### Directions for this task
Return the part of the material that runs from its first line through the line containing "Mark the region of every instance of the man", both ends included, reproducing every line without change.

· · · · ·

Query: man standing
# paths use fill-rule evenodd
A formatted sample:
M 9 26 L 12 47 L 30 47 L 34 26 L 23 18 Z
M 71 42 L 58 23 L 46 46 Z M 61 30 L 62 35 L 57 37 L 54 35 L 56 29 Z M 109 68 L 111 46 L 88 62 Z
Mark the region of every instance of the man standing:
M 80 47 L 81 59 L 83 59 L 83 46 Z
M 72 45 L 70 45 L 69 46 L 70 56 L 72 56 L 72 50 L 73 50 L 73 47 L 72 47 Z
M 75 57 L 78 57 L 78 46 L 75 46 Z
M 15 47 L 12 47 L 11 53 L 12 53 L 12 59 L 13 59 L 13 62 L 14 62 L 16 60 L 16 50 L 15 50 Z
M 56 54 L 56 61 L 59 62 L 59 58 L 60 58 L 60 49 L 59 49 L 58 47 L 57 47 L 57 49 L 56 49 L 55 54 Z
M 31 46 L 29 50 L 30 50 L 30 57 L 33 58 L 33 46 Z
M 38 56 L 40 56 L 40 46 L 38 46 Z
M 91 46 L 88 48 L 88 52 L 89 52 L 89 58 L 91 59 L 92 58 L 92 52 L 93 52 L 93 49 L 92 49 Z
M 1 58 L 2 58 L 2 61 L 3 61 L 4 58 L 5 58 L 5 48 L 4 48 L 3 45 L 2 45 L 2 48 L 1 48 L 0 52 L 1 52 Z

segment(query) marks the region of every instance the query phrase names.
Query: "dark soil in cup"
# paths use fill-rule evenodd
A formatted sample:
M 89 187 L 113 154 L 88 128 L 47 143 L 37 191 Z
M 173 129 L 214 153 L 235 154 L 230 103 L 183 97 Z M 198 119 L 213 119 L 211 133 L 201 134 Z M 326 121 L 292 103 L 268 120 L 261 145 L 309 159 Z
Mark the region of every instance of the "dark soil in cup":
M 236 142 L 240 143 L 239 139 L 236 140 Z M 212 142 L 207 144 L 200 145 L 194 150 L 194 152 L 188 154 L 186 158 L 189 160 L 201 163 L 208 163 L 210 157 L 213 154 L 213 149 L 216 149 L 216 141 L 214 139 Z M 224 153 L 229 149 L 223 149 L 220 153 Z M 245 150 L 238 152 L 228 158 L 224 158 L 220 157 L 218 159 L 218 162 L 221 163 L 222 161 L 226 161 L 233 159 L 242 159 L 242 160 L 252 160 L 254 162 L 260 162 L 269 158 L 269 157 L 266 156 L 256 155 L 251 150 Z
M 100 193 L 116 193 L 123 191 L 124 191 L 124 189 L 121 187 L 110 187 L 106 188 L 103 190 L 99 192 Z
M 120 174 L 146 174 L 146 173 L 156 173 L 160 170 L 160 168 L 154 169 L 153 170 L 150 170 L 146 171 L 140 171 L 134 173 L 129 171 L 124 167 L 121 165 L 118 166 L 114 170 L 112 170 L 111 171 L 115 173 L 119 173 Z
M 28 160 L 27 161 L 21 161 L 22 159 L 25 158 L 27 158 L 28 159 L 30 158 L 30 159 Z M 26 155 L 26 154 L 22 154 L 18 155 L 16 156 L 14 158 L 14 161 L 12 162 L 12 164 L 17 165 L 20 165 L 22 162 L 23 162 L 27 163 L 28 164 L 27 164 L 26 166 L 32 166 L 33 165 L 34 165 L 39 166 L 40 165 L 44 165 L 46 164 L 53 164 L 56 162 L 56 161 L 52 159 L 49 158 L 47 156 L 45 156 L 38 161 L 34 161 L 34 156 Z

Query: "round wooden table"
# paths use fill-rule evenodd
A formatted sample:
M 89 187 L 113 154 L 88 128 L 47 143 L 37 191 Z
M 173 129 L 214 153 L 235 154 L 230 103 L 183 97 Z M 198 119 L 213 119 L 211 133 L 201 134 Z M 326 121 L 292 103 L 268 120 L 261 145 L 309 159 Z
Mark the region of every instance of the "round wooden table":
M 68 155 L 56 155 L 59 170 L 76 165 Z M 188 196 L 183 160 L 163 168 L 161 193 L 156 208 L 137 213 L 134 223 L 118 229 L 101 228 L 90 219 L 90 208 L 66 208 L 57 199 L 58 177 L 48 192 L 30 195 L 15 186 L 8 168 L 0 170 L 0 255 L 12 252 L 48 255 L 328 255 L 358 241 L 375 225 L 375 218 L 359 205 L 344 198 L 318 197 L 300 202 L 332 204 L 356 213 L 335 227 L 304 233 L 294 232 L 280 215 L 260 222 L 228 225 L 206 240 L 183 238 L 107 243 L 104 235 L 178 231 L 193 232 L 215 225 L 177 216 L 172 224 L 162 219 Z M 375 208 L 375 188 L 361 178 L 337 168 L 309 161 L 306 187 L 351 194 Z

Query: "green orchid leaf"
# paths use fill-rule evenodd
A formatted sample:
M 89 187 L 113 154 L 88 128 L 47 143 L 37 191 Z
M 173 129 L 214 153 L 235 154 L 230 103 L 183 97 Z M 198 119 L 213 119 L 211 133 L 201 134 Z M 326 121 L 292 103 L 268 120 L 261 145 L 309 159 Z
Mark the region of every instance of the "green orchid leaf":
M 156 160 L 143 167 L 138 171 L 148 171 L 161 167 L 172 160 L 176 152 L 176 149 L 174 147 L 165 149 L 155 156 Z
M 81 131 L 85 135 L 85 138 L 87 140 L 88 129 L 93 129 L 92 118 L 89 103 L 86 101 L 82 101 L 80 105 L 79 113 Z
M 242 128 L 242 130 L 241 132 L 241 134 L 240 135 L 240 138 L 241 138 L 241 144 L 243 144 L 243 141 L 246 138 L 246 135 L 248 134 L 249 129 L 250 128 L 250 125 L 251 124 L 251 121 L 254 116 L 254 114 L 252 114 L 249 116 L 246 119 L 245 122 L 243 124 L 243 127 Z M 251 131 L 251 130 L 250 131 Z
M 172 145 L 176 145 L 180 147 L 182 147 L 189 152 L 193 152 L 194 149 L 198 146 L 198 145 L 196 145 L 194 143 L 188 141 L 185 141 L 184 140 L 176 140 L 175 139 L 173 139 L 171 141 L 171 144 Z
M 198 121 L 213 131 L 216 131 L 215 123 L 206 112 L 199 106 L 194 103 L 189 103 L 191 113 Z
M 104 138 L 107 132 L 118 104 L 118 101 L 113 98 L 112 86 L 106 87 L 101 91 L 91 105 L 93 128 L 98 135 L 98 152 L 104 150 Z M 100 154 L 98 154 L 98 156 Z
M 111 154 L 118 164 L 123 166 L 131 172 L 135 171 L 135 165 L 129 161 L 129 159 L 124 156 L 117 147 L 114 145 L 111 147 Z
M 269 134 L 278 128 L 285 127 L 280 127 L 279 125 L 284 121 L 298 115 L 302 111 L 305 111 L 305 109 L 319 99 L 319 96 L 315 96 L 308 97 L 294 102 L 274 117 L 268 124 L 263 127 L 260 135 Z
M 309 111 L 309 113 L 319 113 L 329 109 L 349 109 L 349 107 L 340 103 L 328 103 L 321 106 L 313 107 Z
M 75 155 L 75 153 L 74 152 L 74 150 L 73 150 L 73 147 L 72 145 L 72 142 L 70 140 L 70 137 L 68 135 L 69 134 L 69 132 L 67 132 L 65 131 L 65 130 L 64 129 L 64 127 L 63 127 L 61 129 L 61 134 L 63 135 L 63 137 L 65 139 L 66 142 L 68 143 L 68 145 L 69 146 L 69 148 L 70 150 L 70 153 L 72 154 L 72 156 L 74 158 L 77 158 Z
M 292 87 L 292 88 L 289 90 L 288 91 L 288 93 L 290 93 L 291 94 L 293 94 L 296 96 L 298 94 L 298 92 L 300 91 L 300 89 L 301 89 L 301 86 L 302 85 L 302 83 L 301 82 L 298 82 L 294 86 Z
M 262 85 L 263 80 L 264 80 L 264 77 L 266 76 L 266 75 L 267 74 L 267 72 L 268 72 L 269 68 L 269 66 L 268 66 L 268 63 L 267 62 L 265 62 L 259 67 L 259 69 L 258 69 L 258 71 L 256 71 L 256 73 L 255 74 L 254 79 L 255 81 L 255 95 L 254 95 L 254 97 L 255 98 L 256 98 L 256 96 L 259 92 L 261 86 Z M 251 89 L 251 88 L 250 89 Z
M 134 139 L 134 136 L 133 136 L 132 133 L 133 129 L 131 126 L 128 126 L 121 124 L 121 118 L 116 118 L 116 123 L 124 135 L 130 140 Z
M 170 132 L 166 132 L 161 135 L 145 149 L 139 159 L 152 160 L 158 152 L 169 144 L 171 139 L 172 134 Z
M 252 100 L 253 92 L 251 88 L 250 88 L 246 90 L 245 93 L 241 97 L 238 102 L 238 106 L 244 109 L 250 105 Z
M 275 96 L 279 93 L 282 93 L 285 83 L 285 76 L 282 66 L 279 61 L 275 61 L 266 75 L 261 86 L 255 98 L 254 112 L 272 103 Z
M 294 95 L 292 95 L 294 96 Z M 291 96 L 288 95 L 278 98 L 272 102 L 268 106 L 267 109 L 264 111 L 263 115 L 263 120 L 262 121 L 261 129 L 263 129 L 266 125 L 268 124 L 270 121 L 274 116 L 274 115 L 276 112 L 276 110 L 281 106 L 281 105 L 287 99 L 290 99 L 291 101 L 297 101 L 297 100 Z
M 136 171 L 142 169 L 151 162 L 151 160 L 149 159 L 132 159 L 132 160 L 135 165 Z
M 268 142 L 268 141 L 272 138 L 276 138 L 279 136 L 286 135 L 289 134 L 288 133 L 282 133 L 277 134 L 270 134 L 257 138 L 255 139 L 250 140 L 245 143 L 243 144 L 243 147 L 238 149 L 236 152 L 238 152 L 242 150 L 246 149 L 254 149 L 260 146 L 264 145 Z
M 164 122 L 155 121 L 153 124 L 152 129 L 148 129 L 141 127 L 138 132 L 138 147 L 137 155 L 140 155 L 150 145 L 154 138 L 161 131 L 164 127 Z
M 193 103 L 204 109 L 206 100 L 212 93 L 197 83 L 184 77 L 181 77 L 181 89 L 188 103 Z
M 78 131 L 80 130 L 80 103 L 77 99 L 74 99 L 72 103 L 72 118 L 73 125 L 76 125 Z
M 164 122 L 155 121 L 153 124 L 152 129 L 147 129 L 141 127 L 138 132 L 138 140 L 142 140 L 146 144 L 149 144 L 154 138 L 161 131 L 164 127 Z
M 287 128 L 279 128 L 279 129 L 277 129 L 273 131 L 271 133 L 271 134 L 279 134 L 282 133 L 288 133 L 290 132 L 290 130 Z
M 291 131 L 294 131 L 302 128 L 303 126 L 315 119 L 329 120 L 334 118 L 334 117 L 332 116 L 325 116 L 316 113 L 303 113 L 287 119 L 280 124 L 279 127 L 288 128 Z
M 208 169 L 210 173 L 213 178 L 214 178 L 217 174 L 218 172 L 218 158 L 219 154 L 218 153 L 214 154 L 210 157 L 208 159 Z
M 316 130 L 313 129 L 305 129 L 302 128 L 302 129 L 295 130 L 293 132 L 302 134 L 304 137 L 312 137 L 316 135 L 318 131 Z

· · · · ·

### Answer to the exercise
Query: man standing
# paths use fill-rule evenodd
A formatted sample:
M 9 26 L 12 47 L 30 47 L 34 26 L 23 18 Z
M 71 42 L 58 23 L 46 46 Z M 61 30 L 62 35 L 57 37 L 54 35 L 56 29 Z M 109 68 L 111 46 L 88 62 Z
Mark the region of every instance of the man standing:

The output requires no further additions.